Task statement: Return the passage of the guerrilla gardening thread from "I've also been" up to and including "a clean community.", word for word.

Reading passage:
------------------------------------------------------------

I've also been guerilla gardening in Puerto Rico on public land. It's incredible how much food is near you, and how much of it is actually edible if you live in a clean community.

I highly recommend you learn the wild food nearby that can help you survive and also create wealth. It's here for a reason.

I even had my assistant help me look for ripe cattail this summer to create a delicious pie crust...

Want to learn more? Let me know below


----------



## stevekozak (Oct 4, 2015)

I keep feeling like you are trying to sell me something.


----------



## Slippy (Nov 14, 2013)

stevekozak said:


> I keep feeling like you are trying to sell me something.


 @MarjoryWildcraft runs a pretty cool website and organization that I've learned a lot from. :vs_closedeyes: She's pretty smart and good people!


----------



## AquaHull (Jun 10, 2012)

I've been behind on harvesting acorns, They are like walking on marbles in my now snow covered yard.


----------



## Chiefster23 (Feb 5, 2016)

A few years back I tried guerrilla gardening on a foreclosed property next to mine. The ground was basically just a field/yard that was seldom mowed and never previously planted. I tried a small plot of 3 sisters crops. Turns out the ground wasn’t very good. I got 3 or 4 tiny squash, zero beans, and the few puny ears of corn produced were snatched up by raccoons in two nights. So the idea of guerrilla gardening sounds good on paper. But to get a good producing garden takes prep work to get good fertile ground. JMHO


----------



## Camel923 (Aug 13, 2014)

I think @marjorieWildcraft has a very valid point. If your crops are not obvious, no one will try and take them. Therefore what you grow is all yours. One less reason for you to be raided and savaged. The best way to win is not have to engage and risk catastrophic consequences. Grey man philosophy. Keeping critters away from it is a problem as well as yields as @Chiefster23 commented.


----------

------------------------------------------------------------

Data records:
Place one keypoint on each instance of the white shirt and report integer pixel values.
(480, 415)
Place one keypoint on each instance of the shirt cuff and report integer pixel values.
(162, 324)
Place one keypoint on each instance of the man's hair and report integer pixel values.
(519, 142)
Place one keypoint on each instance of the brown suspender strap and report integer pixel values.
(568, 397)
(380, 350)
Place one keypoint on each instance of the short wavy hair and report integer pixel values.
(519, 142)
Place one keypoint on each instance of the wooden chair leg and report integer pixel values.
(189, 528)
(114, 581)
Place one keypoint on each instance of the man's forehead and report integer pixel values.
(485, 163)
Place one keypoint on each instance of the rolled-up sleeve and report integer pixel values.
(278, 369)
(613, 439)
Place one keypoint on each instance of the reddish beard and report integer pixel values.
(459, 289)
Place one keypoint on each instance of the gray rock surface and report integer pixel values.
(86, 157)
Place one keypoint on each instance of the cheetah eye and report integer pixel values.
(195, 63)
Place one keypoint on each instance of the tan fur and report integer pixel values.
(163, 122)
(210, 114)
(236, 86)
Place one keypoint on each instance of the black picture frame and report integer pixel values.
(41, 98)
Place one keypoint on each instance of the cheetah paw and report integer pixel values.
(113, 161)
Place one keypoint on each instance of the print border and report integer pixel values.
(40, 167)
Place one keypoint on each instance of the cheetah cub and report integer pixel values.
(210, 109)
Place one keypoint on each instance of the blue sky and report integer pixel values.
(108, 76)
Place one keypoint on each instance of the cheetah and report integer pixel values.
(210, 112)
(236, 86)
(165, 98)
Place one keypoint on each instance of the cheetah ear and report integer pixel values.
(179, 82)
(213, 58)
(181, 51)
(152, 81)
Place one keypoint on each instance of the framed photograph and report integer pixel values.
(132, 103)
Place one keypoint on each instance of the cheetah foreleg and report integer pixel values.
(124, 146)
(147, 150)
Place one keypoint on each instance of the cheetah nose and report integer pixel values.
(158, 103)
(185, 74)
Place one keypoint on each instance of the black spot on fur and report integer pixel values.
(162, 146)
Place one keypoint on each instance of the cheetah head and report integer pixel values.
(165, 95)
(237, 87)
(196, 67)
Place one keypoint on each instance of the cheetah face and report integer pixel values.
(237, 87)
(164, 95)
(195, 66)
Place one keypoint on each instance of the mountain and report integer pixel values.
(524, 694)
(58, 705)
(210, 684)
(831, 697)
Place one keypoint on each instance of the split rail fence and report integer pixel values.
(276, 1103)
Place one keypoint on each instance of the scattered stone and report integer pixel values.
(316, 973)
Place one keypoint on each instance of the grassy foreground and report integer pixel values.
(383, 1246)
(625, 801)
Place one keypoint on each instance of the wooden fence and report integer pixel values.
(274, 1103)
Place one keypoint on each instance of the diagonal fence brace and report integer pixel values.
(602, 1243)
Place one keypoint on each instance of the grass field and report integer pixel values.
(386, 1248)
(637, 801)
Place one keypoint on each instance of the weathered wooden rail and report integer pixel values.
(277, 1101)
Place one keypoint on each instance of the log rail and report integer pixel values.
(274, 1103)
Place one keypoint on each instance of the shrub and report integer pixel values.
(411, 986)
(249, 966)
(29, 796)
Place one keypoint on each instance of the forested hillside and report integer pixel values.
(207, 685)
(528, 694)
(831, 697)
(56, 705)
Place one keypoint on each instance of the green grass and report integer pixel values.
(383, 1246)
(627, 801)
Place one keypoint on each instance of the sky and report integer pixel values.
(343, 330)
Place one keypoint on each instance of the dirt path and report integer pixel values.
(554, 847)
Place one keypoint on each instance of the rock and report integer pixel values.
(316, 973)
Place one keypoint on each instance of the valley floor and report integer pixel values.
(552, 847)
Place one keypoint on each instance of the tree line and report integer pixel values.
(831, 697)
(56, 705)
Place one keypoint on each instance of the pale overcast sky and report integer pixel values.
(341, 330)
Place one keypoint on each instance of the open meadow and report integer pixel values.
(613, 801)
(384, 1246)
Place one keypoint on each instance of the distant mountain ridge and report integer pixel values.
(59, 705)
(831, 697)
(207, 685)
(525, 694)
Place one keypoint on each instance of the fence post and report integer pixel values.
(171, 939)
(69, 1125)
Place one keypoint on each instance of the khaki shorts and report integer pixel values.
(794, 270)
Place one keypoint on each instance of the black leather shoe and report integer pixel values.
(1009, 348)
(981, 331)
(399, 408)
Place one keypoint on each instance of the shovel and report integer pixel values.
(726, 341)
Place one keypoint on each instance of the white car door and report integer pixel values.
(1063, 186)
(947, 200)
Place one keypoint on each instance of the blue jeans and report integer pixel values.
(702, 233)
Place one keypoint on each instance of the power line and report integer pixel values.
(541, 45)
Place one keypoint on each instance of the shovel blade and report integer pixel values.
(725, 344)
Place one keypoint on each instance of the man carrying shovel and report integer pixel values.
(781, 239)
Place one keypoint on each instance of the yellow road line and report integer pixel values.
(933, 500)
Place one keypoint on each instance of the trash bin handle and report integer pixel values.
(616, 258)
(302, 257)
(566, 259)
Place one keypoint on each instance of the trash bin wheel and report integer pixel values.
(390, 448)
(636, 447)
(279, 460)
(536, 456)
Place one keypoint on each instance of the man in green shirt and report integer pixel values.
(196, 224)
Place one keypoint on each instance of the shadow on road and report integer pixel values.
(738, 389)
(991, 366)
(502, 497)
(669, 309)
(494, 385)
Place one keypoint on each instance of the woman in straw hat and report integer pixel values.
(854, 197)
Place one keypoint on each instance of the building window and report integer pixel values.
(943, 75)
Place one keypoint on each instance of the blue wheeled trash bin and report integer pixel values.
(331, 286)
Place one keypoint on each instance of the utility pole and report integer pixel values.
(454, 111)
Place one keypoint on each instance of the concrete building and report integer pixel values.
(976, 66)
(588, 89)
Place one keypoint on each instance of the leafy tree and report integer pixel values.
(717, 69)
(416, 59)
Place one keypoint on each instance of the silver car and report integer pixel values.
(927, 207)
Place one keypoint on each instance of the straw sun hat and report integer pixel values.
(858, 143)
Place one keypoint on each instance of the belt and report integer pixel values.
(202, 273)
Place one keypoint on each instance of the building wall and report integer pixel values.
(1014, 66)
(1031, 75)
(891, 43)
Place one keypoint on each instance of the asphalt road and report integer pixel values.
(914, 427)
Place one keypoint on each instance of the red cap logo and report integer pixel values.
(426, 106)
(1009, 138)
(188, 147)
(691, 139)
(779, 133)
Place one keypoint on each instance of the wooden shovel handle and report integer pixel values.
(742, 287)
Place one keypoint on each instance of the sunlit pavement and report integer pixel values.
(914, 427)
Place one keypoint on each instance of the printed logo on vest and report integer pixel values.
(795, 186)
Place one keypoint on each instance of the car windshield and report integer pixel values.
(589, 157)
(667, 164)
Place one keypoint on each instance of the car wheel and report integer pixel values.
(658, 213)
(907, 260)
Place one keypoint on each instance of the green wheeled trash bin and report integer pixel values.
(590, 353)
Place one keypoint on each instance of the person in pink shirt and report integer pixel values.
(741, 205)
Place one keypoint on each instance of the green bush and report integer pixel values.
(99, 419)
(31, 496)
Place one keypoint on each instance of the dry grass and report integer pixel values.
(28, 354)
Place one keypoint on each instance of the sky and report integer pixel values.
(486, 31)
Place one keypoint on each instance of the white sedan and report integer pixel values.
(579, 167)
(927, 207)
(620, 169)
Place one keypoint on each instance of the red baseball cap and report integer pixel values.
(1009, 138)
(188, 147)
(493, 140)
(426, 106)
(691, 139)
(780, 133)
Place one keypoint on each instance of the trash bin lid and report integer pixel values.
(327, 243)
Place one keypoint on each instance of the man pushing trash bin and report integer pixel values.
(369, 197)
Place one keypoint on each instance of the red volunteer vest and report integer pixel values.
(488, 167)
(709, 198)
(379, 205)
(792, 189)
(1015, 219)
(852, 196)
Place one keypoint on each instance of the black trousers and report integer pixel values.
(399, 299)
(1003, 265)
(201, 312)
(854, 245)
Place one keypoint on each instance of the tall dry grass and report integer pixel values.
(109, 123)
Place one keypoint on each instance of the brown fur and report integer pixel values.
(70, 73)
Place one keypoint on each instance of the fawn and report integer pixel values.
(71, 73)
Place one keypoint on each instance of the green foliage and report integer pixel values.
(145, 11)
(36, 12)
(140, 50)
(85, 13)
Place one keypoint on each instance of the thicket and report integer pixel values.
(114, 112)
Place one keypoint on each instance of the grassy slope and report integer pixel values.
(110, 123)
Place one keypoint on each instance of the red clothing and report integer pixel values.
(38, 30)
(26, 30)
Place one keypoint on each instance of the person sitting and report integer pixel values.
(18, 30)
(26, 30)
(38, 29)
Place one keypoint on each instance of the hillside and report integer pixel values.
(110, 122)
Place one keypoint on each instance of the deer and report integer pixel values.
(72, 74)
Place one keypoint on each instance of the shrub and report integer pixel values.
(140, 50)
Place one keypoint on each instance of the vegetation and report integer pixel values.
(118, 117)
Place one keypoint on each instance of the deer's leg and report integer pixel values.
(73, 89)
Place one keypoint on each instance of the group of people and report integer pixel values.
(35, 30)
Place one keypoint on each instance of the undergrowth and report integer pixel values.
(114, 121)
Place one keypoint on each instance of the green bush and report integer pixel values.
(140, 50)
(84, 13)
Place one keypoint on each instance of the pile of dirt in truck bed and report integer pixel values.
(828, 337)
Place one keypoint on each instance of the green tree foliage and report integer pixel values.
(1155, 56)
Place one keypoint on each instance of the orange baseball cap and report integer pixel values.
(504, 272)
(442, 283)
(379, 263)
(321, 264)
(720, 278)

------------------------------------------------------------

Result of the task:
I've also been guerilla gardening in Puerto Rico on public land. It's incredible how much food is near you, and how much of it is actually edible if you live in a clean community.